> **Activity**: Two lines mark the range in the entries below: the one holding "Query: hillside village" and the one holding "Query: stone building". Set down those two and all lines between them, exactly.
++++++++
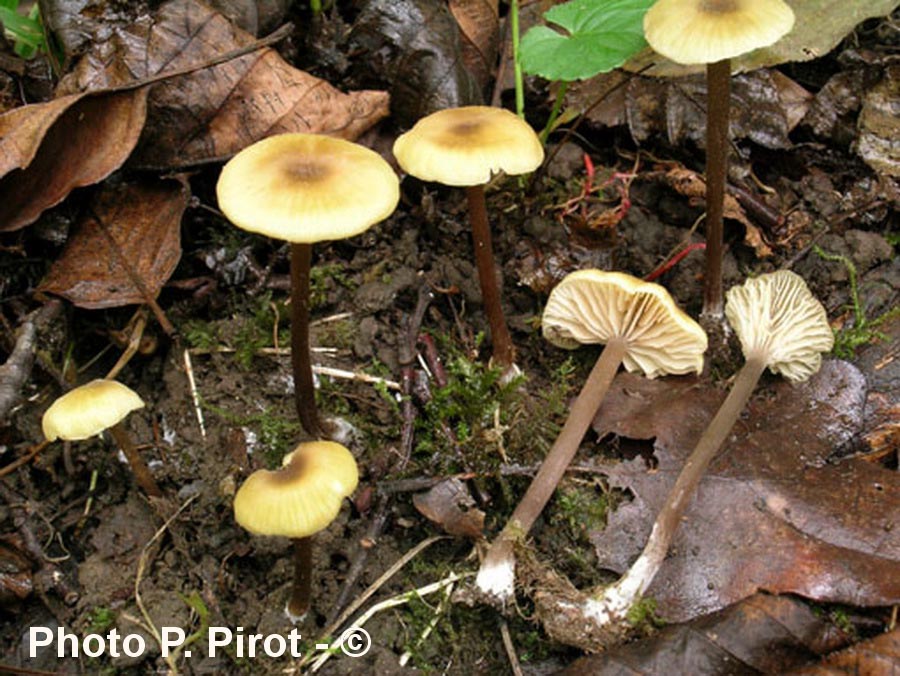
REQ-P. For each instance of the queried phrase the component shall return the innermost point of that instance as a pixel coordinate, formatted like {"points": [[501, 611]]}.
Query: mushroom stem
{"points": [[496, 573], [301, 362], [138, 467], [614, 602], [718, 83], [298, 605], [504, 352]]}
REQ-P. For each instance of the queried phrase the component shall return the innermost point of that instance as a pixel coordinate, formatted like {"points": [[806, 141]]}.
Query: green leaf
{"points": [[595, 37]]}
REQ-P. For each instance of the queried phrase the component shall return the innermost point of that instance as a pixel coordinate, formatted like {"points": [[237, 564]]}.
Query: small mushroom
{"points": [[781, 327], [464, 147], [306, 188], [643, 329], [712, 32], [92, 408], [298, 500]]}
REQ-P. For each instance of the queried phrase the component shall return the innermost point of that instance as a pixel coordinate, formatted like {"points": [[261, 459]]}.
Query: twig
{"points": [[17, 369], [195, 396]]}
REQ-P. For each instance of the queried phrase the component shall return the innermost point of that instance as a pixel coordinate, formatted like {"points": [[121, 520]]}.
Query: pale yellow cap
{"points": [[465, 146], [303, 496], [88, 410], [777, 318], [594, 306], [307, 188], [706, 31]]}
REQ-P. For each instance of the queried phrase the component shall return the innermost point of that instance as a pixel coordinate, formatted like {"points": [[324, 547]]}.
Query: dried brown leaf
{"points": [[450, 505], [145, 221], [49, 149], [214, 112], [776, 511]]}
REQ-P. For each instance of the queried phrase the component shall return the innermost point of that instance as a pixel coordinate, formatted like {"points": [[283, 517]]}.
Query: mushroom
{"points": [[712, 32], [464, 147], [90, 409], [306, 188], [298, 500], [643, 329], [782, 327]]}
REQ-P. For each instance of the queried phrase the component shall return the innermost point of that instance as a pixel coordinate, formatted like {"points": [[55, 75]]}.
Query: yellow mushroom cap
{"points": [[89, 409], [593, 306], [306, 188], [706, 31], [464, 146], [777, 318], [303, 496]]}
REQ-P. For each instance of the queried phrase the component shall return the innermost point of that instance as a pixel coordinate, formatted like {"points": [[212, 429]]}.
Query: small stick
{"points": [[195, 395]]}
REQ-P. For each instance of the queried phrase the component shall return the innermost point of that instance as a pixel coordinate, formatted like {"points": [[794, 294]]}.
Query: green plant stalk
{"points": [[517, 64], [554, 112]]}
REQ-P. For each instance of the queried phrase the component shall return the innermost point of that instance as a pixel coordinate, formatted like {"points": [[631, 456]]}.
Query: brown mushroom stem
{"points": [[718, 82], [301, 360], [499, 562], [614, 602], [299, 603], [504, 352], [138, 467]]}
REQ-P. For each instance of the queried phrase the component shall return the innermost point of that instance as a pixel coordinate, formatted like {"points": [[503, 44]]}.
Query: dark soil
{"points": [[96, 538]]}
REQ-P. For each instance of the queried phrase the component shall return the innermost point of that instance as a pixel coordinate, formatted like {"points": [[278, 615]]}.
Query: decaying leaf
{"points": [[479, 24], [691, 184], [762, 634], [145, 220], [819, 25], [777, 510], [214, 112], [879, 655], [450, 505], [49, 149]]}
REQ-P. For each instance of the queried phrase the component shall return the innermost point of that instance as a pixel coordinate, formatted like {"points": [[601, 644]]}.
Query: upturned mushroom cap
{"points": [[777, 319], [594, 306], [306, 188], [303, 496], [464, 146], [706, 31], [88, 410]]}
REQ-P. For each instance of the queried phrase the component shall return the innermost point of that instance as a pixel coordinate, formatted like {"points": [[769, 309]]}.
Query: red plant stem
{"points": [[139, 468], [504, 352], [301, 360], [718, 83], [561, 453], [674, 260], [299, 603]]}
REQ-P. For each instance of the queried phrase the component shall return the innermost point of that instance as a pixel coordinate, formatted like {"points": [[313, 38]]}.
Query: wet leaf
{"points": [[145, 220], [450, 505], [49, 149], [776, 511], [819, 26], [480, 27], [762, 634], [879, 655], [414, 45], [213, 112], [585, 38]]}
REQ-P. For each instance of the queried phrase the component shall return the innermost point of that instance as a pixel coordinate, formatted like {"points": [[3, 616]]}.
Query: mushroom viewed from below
++++++++
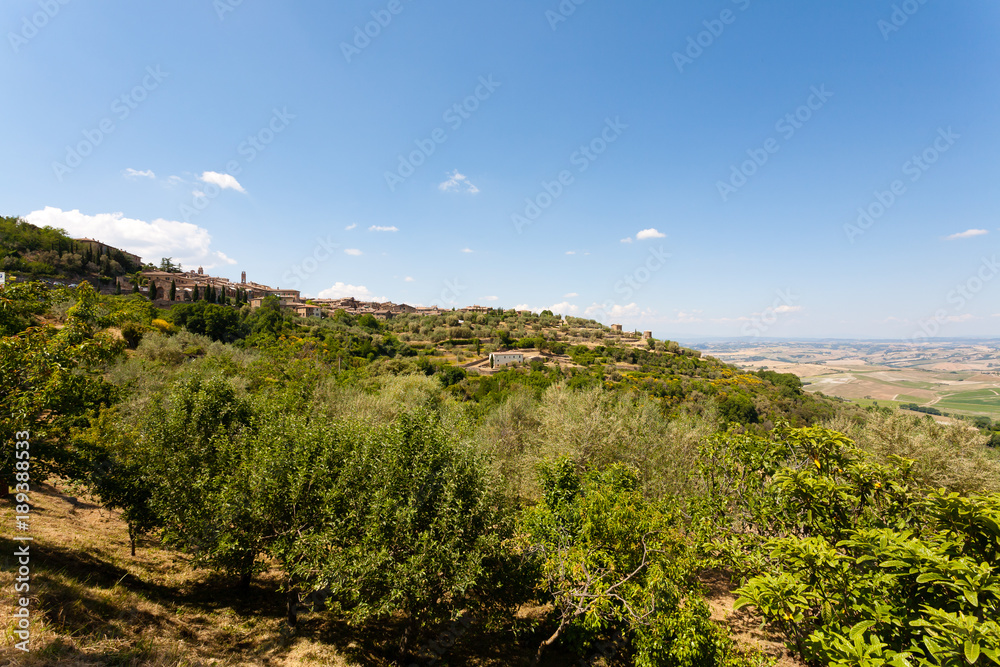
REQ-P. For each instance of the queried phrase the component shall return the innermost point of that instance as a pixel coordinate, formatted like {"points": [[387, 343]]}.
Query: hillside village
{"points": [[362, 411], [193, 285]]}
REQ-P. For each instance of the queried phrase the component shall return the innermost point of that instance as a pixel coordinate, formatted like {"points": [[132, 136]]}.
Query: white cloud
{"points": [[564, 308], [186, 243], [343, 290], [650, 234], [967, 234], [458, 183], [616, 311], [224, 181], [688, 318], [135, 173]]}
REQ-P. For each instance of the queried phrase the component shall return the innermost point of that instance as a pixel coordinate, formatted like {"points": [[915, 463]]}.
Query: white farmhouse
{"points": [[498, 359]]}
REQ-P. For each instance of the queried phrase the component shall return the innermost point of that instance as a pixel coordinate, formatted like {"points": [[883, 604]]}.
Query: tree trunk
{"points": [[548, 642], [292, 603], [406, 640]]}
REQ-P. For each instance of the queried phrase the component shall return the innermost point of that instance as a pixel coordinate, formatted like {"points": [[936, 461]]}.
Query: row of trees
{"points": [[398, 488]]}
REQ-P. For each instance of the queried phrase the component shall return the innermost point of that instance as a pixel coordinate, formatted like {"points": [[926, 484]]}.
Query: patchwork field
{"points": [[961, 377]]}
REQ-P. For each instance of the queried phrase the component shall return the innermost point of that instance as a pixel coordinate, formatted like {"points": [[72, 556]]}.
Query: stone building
++++++++
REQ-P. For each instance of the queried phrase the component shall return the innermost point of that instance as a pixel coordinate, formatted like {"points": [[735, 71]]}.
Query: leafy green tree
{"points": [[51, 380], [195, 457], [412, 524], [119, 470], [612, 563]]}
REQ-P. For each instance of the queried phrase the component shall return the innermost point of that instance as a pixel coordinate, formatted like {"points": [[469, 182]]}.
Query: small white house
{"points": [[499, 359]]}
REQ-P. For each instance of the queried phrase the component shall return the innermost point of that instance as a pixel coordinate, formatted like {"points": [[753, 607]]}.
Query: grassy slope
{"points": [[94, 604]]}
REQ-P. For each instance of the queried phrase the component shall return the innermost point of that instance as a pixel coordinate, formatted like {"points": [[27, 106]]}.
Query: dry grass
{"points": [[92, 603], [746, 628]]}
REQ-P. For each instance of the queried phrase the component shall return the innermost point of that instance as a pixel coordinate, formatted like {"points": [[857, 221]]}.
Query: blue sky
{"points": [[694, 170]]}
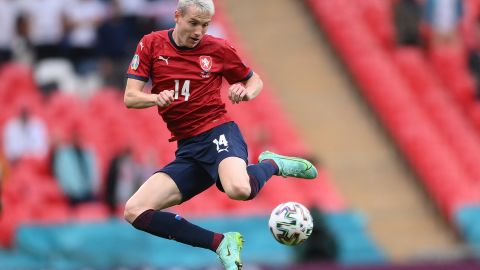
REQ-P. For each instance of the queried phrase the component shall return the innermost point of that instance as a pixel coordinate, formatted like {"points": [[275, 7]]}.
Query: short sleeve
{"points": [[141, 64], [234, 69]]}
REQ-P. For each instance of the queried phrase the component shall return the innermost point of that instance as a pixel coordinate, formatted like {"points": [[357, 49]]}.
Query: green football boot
++++++++
> **Output**:
Query: hillside village
{"points": [[362, 411], [193, 285]]}
REQ-P. For each instance of the queried phrase the component shall return the innermost point of that instance as a pixel coordinate, formatted like {"points": [[132, 136]]}.
Query: white cloud
{"points": [[564, 308], [186, 243], [343, 290], [650, 234], [967, 234], [458, 183], [616, 311], [224, 181], [688, 318], [135, 173]]}
REQ-P. For each instance of the queried phrase the component shall return the innermost point of that instance as a pixel coordinate, formatted like {"points": [[915, 463]]}.
Query: white farmhouse
{"points": [[498, 359]]}
REQ-P. For each instance of the queried phrase the component shall return the innermost point of that instance as a pixel coordinate, formatted like {"points": [[883, 604]]}.
Query: tree trunk
{"points": [[548, 642], [292, 603], [406, 640]]}
REQ-P. For each instance of the queried phrase the component shall return the innermost point of that instance as a pixel coordinate, formatted like {"points": [[936, 461]]}.
Query: row of trees
{"points": [[398, 488]]}
REQ-P. For each instance of the queried phrase the component shall return the innermost point of that instance as a pixel coordinate, formatted like {"points": [[926, 484]]}.
Query: patchwork field
{"points": [[961, 377]]}
REQ-P. For each instance of the queried phrase the component shall return the innermost point of that instance as a pixel coordinate, formatted like {"points": [[72, 556]]}.
Query: stone building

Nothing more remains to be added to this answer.